Instrucciones de tarea
Por favor, indica de cuántos países son los especialistas que agrupa el grupo Balaton, según el fragmento para leer.

Fragmento para leer
------------------------------
Meadows y su esposa Donella incorporaron a Enrique al grupo Balaton, que agrupa a especialistas sobre ciencia, políticas públicas y desarrollo sustentable de más de 30 países, así como a la Asociación Internacional de Simulación y Juegos, uno de los cuales nos sirvió para el diseño del modelo utilizado para la preparación del debate en el que habría de participar Luis Donaldo. A la muerte de éste, el doctor Campos nos dijo: dejo en sus manos todo lo que hemos trabajado juntos. Dispongan del modelo como quieran, con el suplente no tengo ninguna liga ideológica ni afectiva, no me nace continuar. Ninguno de nosotros trató de convencerlo y finalmente también nosotros preferimos abstenernos. De no haber sido así Ernesto Zedillo no hubiera provocado la grima nacional que todos recordamos.
------------------------------
Extracto de datos
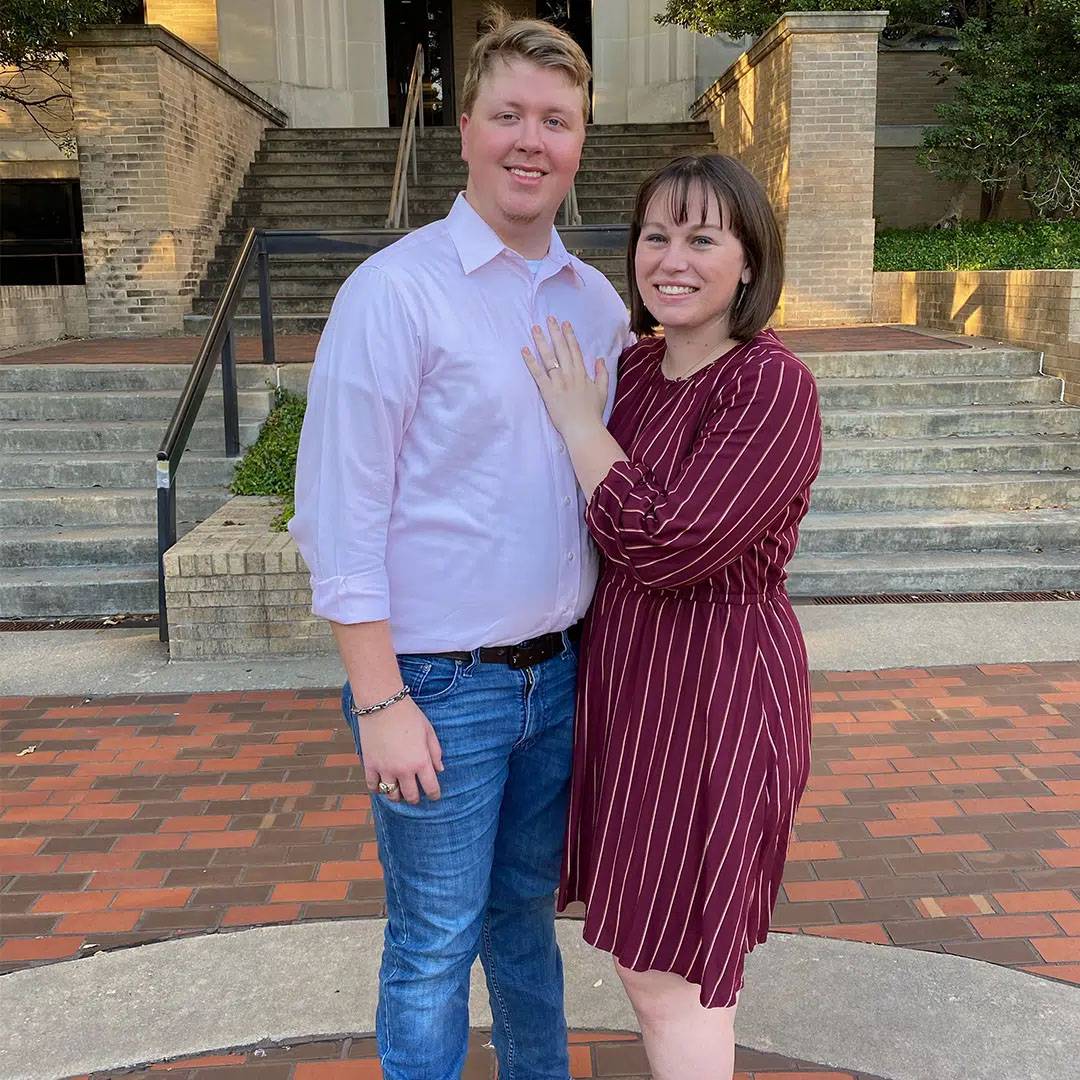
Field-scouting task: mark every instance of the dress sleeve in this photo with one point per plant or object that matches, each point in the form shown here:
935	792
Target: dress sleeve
361	396
754	454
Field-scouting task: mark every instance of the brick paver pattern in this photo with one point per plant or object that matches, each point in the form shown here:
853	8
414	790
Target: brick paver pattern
943	813
607	1055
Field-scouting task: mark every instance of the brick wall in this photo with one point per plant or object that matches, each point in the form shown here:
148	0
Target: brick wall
192	21
164	140
798	110
234	589
1038	309
31	313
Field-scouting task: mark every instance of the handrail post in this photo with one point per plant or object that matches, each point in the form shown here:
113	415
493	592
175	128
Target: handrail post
229	391
266	314
166	537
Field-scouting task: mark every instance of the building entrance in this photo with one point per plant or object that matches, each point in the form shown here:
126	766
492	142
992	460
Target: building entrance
447	29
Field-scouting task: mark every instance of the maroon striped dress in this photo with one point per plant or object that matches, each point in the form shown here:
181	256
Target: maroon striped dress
693	705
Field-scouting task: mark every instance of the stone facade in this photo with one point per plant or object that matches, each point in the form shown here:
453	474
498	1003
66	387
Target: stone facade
906	194
193	21
30	313
798	110
165	138
1038	309
235	589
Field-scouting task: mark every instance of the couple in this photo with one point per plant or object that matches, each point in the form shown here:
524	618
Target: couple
455	472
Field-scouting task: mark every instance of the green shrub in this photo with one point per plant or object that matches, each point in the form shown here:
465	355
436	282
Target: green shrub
986	245
269	466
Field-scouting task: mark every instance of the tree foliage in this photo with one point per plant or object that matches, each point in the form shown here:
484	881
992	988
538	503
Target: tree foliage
1014	69
32	63
1014	117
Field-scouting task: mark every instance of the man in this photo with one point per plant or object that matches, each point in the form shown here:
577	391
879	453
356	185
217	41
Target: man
439	513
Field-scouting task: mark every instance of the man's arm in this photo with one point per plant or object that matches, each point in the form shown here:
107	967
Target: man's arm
399	743
361	396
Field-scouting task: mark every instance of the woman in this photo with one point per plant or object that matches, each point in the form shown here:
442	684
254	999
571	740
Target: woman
693	706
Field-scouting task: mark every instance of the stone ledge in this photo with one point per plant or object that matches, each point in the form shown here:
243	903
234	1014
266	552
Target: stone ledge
788	24
133	37
235	589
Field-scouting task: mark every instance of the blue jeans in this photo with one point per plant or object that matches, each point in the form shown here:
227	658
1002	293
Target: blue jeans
476	871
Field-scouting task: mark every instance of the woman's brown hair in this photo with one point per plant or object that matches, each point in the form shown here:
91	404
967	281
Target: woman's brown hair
745	210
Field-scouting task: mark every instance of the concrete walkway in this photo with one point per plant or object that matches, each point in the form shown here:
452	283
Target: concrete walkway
896	1013
846	637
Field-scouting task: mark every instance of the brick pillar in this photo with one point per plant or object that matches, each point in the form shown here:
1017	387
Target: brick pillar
192	21
164	139
798	108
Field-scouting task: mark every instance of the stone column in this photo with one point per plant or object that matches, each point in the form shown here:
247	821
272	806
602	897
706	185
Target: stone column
798	109
323	62
165	137
191	21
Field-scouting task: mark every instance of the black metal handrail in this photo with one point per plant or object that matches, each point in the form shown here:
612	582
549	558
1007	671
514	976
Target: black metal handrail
219	342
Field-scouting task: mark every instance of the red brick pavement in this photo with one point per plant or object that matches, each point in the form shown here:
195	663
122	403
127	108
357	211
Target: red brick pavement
300	348
943	813
608	1055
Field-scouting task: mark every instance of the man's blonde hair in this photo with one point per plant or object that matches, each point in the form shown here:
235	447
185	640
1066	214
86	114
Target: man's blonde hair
529	39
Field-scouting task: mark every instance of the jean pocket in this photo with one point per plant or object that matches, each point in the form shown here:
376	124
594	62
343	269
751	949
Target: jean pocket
428	678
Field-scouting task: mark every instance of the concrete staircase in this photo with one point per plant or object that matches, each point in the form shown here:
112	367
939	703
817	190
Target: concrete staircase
943	471
340	178
952	470
78	503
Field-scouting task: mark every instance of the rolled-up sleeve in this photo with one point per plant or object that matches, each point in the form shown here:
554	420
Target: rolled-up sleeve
757	451
361	396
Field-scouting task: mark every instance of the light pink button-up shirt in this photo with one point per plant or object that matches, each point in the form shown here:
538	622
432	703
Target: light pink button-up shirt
431	487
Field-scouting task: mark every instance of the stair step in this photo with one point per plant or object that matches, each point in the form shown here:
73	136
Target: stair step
972	390
146	405
952	456
890	491
929	363
99	505
31	436
859	575
98	378
959	530
79	545
50	591
919	421
112	470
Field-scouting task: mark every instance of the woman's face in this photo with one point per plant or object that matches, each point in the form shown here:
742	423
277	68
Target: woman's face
688	273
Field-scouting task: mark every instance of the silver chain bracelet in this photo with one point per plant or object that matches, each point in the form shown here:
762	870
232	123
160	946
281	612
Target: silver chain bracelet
403	692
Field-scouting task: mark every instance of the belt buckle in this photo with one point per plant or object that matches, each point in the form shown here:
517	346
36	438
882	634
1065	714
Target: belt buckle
525	656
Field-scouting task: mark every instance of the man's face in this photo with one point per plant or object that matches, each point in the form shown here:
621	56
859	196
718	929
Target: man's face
523	143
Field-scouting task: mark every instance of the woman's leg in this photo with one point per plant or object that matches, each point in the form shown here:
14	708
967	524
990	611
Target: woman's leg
684	1040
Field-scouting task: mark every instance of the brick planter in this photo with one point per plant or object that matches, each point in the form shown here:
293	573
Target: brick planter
237	589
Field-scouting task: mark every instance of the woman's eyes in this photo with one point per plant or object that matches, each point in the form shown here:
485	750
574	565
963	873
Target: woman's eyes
657	238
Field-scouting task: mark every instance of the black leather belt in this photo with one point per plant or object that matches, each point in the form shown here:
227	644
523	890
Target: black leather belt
536	650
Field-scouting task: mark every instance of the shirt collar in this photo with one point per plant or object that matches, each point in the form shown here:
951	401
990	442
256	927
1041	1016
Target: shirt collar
477	243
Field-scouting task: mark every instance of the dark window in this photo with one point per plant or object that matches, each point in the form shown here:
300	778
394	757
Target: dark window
134	12
40	232
426	23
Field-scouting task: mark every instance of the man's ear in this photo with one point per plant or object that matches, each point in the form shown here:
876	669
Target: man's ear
462	127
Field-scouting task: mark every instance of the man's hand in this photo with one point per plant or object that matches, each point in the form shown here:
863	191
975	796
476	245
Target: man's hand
400	745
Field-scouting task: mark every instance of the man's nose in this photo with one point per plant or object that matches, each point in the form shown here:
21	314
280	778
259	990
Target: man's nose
528	136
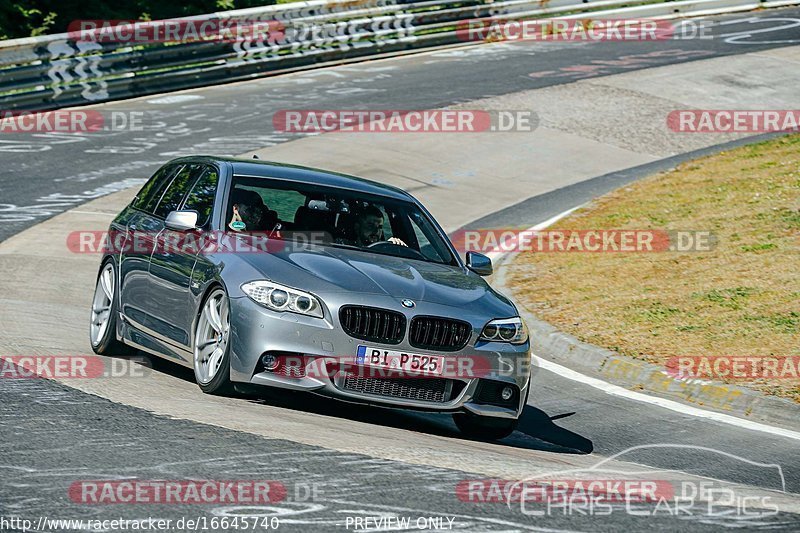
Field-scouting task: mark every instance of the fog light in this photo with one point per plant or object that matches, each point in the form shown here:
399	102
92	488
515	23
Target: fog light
269	361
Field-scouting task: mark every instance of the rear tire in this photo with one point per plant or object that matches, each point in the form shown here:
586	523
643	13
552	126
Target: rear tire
103	321
484	427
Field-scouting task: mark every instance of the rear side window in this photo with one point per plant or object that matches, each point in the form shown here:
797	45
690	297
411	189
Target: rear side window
148	197
177	189
201	199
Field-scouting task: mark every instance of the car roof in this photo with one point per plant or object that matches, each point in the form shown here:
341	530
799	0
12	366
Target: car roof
300	174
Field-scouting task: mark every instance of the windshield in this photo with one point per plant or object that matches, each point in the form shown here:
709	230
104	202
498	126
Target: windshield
329	216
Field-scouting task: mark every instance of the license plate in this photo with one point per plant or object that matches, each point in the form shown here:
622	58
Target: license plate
400	361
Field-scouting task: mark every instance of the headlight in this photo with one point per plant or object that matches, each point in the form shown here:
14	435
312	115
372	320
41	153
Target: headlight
510	330
281	298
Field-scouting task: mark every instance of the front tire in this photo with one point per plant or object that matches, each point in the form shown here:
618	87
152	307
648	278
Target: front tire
484	427
212	367
103	322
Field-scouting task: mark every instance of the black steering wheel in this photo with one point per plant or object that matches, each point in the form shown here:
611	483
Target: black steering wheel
391	248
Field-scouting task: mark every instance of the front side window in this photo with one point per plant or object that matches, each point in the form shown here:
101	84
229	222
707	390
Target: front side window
334	217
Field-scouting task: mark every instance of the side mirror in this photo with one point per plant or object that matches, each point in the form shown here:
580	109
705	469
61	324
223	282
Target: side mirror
181	220
479	263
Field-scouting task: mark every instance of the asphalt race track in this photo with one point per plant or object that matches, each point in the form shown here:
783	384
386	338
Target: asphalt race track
54	434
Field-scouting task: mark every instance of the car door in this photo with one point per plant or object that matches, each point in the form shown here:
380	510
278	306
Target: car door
171	314
134	259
------------------------------
Respuesta del ejercicio
De más de 30 países.